Rewrite the records starting at the line that contains "Indicate every instance of the clear" and ending at the end of the records, with "crop-scouting record" changed to "cooking log" and nothing else altered.

[start of GIVEN DATA]

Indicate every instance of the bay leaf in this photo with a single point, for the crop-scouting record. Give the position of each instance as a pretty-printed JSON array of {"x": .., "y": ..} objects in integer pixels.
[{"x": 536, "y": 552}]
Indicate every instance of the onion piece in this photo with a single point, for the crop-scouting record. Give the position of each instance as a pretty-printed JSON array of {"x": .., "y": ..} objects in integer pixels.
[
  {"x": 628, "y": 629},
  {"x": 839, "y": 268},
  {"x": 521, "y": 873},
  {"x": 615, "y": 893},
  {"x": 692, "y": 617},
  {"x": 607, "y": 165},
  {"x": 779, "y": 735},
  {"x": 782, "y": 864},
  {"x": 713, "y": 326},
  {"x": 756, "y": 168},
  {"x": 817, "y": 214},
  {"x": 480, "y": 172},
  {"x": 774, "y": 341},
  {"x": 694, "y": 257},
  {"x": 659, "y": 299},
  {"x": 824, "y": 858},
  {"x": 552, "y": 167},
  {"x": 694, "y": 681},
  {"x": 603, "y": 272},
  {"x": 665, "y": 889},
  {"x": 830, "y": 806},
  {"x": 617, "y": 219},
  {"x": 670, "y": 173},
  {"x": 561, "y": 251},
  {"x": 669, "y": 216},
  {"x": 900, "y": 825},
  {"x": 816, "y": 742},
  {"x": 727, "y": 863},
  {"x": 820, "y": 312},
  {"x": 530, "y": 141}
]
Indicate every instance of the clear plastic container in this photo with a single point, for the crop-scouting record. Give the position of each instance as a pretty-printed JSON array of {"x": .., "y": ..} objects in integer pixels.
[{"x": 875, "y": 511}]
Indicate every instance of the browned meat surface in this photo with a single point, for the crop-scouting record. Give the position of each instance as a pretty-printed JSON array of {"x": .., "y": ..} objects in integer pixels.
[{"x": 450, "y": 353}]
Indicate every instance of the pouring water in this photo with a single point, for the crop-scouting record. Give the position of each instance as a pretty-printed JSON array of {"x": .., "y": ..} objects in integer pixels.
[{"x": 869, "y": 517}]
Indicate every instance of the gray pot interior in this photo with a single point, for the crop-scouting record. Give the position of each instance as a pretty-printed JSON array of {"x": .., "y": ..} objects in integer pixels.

[end of GIVEN DATA]

EXERCISE SOLUTION ▸
Indicate every instance of the clear plastic container in this photo with a single point, for the cooking log. Give the position of each instance as a pretty-printed JSON array of {"x": .., "y": ..} objects in integer pixels.
[{"x": 875, "y": 511}]
Indicate every instance of the browned meat surface in this photo with a single point, for the cooking log. Give the position of each instance as a pretty-printed JSON array of {"x": .., "y": ..} objects in integer pixels.
[{"x": 450, "y": 353}]
Indicate every instance of the pouring water in this photo with a single point, for the cooking log. Give the position of each instance as a pretty-printed JSON array of {"x": .., "y": ..} objects in integer pixels.
[{"x": 869, "y": 517}]
Indicate every instance of the gray pot interior in this photo with a single point, for the cooking log. Give the position of each instance as a pretty-printed JSON array of {"x": .., "y": ..} objects in integer pixels.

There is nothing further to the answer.